Stored data entries:
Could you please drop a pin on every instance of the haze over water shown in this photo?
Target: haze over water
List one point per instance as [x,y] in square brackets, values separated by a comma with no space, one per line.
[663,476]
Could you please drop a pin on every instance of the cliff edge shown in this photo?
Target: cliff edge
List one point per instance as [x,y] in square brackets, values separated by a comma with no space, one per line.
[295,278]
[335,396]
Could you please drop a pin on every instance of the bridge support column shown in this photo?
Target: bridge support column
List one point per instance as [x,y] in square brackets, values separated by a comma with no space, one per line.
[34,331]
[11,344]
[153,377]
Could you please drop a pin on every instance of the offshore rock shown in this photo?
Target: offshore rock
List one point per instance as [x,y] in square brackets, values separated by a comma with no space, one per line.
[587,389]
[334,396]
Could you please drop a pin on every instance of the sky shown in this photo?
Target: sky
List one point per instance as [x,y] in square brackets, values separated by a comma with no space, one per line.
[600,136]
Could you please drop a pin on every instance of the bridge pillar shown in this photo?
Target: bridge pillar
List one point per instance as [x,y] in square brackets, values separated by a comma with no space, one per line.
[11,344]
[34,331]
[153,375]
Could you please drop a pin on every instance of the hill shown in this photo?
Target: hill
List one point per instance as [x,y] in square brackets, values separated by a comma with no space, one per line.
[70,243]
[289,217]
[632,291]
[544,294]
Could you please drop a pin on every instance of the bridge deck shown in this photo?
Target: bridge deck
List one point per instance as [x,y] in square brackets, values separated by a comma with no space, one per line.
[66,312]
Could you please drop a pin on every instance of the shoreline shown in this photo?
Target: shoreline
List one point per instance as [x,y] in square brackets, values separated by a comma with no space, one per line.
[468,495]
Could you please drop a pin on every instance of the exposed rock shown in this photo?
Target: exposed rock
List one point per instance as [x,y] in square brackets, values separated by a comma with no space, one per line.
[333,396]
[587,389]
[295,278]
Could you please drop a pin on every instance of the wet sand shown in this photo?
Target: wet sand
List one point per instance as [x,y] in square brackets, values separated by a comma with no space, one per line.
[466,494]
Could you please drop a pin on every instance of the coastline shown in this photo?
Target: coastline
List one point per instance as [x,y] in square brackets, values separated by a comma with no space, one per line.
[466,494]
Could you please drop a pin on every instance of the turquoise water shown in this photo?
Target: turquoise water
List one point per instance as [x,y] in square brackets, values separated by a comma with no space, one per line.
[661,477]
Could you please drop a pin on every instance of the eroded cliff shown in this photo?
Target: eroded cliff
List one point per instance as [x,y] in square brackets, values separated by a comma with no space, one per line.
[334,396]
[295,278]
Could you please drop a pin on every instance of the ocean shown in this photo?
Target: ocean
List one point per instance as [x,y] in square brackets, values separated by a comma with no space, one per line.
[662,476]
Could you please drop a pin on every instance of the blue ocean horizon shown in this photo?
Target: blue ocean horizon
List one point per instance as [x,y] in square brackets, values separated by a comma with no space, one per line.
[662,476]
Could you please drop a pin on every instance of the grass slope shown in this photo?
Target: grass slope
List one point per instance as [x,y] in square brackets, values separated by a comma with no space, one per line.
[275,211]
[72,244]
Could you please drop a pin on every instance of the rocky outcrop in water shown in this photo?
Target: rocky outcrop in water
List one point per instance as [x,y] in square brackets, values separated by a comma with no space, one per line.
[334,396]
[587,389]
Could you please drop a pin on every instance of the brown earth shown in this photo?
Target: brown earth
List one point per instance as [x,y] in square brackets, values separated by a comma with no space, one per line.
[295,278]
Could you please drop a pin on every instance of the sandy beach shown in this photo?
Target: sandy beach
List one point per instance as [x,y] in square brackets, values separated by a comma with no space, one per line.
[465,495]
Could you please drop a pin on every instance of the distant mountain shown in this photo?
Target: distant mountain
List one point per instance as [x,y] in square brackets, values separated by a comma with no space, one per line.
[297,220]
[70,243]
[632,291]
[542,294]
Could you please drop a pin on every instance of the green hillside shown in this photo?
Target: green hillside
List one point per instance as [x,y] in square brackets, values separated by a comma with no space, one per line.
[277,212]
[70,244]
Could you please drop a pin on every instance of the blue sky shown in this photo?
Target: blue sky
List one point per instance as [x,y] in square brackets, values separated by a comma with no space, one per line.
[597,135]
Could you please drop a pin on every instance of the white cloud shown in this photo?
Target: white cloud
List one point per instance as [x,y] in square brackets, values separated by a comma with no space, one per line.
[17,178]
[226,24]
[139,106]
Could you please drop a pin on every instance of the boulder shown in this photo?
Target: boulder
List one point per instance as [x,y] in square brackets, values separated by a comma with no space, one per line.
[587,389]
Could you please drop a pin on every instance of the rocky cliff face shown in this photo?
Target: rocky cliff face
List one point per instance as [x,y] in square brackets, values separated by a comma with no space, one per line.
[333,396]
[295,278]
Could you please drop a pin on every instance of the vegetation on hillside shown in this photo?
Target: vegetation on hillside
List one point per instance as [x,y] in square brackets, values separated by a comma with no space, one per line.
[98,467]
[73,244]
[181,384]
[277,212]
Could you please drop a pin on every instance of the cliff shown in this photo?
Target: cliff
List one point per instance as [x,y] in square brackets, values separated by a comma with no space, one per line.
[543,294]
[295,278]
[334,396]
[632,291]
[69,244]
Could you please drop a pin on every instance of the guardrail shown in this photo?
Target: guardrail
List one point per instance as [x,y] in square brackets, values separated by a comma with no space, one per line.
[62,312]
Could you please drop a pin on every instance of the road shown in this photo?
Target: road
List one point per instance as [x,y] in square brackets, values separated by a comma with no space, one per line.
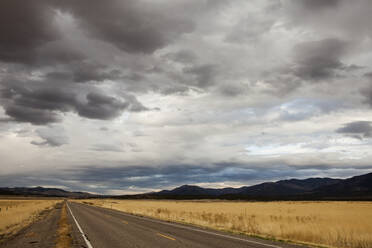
[106,228]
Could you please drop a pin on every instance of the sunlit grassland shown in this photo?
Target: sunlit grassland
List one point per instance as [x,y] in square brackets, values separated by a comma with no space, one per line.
[334,224]
[16,214]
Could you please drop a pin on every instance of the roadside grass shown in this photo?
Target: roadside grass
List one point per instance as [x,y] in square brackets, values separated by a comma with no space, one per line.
[64,239]
[325,224]
[17,214]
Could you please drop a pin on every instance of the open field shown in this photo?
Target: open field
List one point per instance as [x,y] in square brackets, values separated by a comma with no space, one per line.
[18,213]
[334,224]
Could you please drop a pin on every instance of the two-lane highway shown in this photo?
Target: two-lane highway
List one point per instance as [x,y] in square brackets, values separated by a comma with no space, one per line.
[106,228]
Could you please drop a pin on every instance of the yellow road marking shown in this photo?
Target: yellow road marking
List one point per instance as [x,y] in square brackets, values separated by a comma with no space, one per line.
[165,236]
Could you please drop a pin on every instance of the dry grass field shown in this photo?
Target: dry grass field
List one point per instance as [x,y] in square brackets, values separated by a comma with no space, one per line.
[18,213]
[329,224]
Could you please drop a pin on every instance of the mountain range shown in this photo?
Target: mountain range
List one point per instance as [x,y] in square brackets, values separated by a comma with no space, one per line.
[354,188]
[358,187]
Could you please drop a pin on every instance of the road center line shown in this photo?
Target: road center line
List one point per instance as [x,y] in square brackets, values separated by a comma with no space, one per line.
[165,236]
[81,230]
[188,228]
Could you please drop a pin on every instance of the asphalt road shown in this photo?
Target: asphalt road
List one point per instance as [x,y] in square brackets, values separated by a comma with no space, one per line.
[96,227]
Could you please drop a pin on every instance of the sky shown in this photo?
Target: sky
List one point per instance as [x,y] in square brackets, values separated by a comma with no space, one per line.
[131,96]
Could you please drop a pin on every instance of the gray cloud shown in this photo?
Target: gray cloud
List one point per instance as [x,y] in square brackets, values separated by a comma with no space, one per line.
[128,24]
[24,27]
[41,105]
[107,148]
[319,60]
[361,128]
[249,83]
[203,75]
[52,136]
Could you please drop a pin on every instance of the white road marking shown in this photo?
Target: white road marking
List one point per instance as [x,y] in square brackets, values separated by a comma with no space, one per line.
[81,230]
[190,228]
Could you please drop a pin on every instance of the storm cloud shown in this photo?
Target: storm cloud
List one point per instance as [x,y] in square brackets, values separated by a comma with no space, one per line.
[137,95]
[362,129]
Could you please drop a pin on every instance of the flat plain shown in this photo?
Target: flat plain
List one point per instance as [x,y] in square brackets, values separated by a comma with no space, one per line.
[328,224]
[15,213]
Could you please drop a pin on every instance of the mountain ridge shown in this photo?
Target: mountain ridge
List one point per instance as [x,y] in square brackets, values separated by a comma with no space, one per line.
[353,188]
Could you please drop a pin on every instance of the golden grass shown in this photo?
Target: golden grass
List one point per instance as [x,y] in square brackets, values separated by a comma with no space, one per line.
[333,224]
[64,239]
[16,214]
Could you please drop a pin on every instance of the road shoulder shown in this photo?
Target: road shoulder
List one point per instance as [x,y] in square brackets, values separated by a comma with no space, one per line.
[41,233]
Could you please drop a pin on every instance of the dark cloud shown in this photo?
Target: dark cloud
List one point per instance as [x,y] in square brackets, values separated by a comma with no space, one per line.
[203,75]
[145,177]
[328,17]
[361,128]
[24,27]
[102,107]
[42,105]
[53,137]
[31,115]
[107,148]
[182,56]
[318,4]
[128,24]
[319,60]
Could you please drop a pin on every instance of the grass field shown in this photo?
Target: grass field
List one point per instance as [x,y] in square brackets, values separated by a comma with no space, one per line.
[18,213]
[333,224]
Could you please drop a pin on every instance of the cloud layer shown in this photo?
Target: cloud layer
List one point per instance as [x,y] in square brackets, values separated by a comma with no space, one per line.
[187,91]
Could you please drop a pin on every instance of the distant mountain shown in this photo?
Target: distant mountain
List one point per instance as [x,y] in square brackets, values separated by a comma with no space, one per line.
[354,188]
[358,186]
[284,187]
[312,188]
[40,191]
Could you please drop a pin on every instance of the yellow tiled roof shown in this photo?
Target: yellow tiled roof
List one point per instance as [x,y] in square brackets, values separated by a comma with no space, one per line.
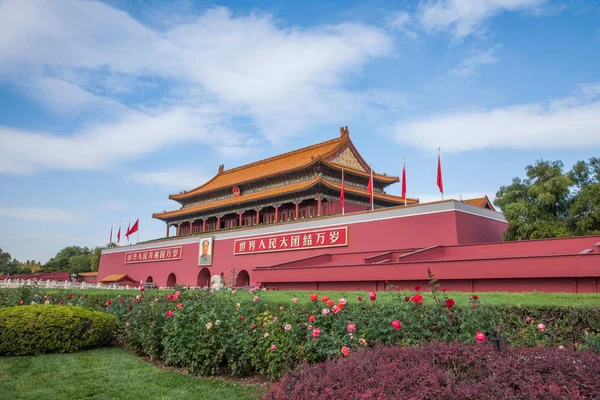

YOUR OBJECTIVE: Show each line of the material above that contains the string "range". Matches must have the same uppercase and lowercase letters.

ANSWER:
Could you please drop a pin on every instance of the mountain range shown in this photo?
Target: mountain range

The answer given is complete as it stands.